-------- Text

Have you ever had the opportunity to experience love, only to run a million miles or go into self-destruct or sabotage mode, often without even realising it until it is too late?

I had just this; an incredible relationship, an amazing man who adored me, and most of all could see me for the incredible woman I was, even though I was not choosing to live that woman at the time of our relationship.

I knew how much he loved me, that he would always be there for me, and to be honest, it has only been recently I have been able to admit and see just how far I went to push him away and end our relationship.

I constantly went into self-doubt, always questioning him about where he had been, and my mind would have a field day with me, coming up with all sorts of scenarios while he was out with his friends.

Yes, I was young, but deep down I knew he was not up to anything, that he was totally trustworthy, but because of my own insecurities and lack of self-worth I would go into self-destruct mode and on would come the arguments, which just confirmed for me that there was something more than what he said was going on, even though I would be the one to instigate the arguments to begin with.

----------------
-------- Data extracts

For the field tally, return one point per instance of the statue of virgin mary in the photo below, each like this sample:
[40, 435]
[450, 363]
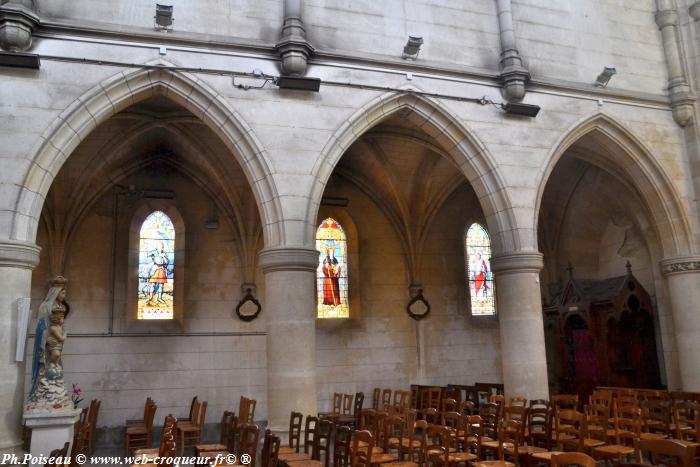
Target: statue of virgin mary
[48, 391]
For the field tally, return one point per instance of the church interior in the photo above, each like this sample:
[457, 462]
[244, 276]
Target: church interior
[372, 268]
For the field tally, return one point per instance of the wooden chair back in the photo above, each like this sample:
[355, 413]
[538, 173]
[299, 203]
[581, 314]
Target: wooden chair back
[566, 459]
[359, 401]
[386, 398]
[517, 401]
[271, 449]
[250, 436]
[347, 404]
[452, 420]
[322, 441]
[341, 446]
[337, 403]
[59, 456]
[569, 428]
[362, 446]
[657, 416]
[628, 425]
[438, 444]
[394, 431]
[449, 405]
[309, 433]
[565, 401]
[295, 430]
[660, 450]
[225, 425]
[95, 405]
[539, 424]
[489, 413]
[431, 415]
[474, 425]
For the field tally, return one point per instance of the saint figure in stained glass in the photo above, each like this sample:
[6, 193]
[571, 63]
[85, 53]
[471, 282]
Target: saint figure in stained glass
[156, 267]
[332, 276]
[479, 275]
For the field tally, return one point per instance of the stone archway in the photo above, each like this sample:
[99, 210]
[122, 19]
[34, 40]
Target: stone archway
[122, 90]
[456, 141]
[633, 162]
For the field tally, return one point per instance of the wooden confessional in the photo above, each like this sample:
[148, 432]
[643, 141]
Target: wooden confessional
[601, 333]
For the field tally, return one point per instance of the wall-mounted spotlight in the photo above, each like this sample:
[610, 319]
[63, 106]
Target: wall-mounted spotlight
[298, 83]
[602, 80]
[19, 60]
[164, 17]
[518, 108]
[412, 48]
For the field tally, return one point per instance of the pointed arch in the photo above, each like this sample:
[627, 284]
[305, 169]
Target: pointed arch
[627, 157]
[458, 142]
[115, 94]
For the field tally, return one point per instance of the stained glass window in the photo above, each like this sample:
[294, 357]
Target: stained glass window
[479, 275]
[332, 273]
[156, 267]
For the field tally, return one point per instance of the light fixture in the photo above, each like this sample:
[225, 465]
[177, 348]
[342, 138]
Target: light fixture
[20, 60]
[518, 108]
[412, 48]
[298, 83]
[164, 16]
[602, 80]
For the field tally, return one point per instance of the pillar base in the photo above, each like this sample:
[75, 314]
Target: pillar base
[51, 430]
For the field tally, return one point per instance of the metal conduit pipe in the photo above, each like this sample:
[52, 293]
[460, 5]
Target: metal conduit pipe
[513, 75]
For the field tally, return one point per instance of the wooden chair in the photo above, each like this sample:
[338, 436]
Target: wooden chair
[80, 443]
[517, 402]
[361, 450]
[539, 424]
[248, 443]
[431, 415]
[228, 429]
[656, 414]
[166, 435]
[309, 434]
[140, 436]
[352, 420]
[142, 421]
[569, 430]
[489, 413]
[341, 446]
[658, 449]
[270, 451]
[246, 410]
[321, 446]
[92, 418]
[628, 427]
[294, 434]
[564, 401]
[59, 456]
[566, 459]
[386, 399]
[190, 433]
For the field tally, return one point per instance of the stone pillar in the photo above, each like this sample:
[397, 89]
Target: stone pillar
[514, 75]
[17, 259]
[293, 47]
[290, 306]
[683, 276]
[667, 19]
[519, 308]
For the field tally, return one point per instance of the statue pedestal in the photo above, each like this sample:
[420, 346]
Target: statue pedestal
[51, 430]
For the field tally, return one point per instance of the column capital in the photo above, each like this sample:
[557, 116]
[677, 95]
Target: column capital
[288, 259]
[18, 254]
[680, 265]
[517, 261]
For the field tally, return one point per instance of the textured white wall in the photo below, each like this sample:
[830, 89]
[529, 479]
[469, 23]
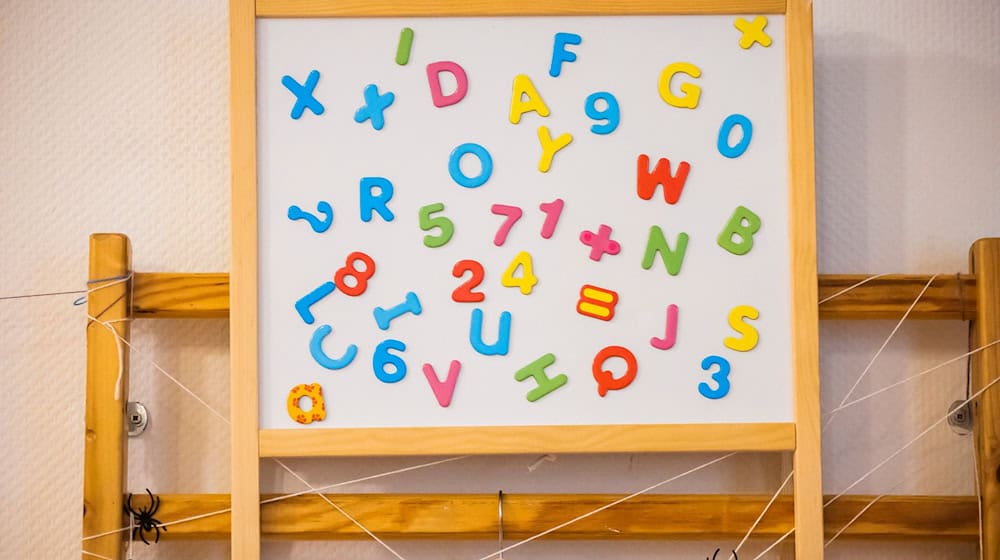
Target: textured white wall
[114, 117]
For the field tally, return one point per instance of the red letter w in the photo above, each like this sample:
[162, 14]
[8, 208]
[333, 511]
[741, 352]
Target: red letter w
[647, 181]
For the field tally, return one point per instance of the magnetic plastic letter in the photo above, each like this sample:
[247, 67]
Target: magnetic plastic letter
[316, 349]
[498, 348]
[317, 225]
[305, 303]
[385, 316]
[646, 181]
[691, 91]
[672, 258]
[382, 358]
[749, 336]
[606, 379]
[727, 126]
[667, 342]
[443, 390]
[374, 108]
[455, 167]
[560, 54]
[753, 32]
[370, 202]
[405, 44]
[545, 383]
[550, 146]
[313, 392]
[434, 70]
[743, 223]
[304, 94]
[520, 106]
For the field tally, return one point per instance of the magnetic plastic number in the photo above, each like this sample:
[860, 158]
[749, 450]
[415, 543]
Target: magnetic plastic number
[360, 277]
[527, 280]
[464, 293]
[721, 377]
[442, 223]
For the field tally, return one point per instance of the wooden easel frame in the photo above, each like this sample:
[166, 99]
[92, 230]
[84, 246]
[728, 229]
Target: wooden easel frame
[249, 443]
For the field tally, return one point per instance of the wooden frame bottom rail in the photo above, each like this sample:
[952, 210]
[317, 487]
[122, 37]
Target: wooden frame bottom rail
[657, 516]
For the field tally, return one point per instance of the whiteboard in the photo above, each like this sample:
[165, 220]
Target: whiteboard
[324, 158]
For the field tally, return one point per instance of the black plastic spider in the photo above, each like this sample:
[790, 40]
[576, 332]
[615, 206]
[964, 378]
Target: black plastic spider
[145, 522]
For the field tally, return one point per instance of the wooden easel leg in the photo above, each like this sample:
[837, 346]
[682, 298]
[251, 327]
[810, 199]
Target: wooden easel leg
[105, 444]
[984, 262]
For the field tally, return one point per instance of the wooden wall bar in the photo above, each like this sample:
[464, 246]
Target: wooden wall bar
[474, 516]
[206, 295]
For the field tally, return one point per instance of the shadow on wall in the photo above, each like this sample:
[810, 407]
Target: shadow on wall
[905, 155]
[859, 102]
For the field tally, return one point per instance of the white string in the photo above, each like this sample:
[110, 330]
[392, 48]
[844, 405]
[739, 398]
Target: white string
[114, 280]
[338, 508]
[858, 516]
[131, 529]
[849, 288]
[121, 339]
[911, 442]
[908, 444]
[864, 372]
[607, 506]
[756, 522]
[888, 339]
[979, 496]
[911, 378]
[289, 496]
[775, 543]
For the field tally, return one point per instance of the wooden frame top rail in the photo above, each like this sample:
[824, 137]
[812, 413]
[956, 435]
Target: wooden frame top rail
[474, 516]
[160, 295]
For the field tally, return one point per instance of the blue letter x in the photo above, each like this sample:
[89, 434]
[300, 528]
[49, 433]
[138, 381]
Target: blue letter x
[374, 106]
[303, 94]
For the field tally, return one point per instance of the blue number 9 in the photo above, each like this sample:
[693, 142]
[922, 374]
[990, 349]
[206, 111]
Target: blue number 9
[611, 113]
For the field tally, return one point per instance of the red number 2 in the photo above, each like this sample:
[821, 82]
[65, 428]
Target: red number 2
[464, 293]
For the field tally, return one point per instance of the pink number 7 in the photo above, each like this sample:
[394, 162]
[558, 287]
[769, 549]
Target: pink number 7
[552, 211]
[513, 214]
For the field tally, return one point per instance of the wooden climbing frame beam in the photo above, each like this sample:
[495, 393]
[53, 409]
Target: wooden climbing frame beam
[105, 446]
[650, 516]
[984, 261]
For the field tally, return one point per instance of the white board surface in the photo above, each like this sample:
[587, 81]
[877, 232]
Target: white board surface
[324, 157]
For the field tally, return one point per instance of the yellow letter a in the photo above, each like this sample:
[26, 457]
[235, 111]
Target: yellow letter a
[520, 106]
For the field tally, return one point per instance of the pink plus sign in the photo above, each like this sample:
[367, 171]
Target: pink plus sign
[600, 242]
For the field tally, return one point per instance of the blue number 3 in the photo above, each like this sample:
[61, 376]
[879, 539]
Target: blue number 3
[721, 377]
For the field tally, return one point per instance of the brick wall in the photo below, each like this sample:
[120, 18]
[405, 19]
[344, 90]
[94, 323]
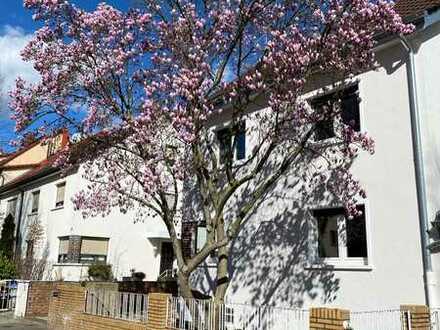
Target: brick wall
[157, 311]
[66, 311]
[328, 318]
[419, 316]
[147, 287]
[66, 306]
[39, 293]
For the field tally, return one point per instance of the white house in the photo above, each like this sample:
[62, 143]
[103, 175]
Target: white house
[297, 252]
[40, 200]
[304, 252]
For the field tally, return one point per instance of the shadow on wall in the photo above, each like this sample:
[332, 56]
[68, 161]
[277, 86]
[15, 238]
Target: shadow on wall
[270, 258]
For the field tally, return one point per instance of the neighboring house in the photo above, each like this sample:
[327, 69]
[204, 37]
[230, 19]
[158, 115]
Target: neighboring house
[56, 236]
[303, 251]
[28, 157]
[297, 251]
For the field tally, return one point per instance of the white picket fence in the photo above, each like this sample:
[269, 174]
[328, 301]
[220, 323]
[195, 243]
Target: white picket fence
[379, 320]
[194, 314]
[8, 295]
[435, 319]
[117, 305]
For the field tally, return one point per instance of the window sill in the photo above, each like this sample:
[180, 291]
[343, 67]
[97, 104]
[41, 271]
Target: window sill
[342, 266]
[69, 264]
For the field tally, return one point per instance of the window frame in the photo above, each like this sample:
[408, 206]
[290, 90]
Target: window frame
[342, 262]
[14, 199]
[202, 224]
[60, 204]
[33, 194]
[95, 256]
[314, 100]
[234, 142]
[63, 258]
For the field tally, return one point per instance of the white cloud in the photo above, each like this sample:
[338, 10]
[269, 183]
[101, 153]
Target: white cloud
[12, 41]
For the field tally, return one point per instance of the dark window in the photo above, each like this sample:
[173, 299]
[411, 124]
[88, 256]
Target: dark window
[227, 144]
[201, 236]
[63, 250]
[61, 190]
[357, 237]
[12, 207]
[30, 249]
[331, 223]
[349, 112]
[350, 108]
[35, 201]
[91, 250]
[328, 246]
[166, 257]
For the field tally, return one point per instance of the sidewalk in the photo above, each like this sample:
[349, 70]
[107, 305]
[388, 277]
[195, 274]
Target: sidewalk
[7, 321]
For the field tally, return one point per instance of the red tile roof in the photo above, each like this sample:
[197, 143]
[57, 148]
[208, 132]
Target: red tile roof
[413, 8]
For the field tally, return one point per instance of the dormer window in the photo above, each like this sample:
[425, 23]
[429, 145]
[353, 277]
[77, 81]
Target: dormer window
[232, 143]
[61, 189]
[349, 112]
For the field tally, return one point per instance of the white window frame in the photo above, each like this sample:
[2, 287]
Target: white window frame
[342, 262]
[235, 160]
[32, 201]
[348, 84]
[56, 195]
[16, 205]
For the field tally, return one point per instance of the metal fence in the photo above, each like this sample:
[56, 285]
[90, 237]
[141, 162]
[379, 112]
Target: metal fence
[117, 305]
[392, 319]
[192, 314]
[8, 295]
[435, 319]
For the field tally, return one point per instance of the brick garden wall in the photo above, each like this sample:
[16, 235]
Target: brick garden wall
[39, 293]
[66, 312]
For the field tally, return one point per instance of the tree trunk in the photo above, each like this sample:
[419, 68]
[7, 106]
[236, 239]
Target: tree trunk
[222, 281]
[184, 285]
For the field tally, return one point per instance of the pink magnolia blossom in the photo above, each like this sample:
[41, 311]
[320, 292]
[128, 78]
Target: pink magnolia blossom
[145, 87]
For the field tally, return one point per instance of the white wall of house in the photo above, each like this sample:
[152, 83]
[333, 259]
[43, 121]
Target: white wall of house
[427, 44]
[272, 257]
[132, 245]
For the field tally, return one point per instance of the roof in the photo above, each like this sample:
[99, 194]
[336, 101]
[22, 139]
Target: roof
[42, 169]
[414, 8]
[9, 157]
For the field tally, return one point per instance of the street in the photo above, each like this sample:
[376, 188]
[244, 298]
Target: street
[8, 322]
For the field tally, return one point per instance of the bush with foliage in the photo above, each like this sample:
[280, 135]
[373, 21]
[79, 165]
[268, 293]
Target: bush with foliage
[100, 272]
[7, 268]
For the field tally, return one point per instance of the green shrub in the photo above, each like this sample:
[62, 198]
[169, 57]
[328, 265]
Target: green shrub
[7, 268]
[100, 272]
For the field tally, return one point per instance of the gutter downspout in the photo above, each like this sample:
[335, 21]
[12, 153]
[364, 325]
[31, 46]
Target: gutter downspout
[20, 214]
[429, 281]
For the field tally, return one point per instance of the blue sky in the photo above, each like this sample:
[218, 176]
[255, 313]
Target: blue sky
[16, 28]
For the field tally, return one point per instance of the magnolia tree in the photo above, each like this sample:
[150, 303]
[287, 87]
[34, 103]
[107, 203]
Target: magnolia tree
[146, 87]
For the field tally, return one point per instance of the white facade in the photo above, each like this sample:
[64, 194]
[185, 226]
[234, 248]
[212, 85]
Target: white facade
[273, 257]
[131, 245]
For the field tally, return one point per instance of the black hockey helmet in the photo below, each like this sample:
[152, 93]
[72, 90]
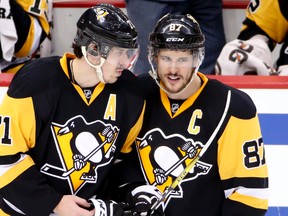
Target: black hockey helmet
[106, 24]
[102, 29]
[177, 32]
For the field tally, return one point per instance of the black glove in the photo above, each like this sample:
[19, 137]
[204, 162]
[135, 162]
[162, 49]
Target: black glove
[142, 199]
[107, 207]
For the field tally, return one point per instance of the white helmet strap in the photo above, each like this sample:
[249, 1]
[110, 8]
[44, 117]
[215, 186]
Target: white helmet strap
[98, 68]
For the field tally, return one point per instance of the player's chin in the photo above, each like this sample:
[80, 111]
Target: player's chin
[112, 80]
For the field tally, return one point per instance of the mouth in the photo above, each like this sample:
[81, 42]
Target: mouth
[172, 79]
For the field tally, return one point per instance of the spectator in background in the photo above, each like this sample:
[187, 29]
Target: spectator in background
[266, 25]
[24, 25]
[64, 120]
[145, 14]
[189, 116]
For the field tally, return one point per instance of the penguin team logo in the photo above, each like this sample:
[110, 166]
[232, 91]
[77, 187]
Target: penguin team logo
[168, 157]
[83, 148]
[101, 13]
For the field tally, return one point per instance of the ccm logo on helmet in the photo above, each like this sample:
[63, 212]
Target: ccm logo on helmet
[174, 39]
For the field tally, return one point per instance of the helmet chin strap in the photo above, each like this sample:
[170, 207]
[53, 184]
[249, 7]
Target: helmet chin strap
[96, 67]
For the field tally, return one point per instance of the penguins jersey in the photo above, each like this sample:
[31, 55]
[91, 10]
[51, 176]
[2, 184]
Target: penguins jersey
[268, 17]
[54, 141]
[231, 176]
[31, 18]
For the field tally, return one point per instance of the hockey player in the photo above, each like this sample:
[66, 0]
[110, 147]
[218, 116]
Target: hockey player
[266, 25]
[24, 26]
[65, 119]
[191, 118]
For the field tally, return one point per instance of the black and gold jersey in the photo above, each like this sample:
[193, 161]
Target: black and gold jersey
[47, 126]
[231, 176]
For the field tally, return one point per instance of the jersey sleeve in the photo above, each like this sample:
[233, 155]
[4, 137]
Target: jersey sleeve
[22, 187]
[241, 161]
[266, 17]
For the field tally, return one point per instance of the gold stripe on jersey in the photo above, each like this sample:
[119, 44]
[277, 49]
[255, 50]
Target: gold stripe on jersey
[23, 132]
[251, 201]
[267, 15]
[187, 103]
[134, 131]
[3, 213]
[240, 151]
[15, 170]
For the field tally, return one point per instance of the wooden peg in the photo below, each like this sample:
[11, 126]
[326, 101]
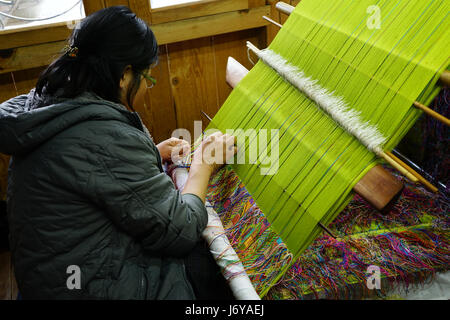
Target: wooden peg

----------------

# Set of tasks:
1. Reproduce the passage about self-sabotage in a relationship from "Have you ever" up to and including "of our relationship.".
2. Write the next part of the passage about self-sabotage in a relationship, picking up after its final sentence.

# Written responses:
1.
Have you ever had the opportunity to experience love, only to run a million miles or go into self-destruct or sabotage mode, often without even realising it until it is too late?

I had just this; an incredible relationship, an amazing man who adored me, and most of all could see me for the incredible woman I was, even though I was not choosing to live that woman at the time of our relationship.

2.
I would think that if he became argumentative in return then there had to be more to it, or if he walked away or didn’t want to talk about it, then again there had to be more to it.

Absurd, crazy and totally unnecessary, but for me, holding myself back, not allowing myself to truly be loved or to live the love and the woman I was, was a self-defence mechanism I had created to keep others away, no matter how much I loved or cared for them. I had so much fear around being hurt I wanted to get in first.

The crazy thing was it was me who was doing all the hurting; firstly, and most of all, to myself, and then to others, as an end result of my own issues I was not choosing to deal with or allowing myself to feel.

Relationships are something many of us want, but not all of us allow ourselves to truly commit in full, without holding back any of ourselves. It is this holding back, the constant guard and protection that we hold so dearly, that contrasts with the absolute love that we should be holding dear – the absoluteness that allows us to stop and connect to ourselves and others, to have deep connections with no expectations, ideals, images or wanting of another to be anything but themselves.

I was lucky enough to have such a relationship presented to me at a young age. Sure it was not perfect but there was a love there that could have supported it to deepen and develop into something that was true if the choice had been made.

It was not until recently that I realised I had held regret for the choices I had made, as well as the hurt I still held in my body for not choosing love over my own insecurities and hurts.

What I am learning is just that  – it is a choice to allow yourself to be open, to commit in full and not hold back, to honour yourself and another in the gentleness, tenderness and fragility we are.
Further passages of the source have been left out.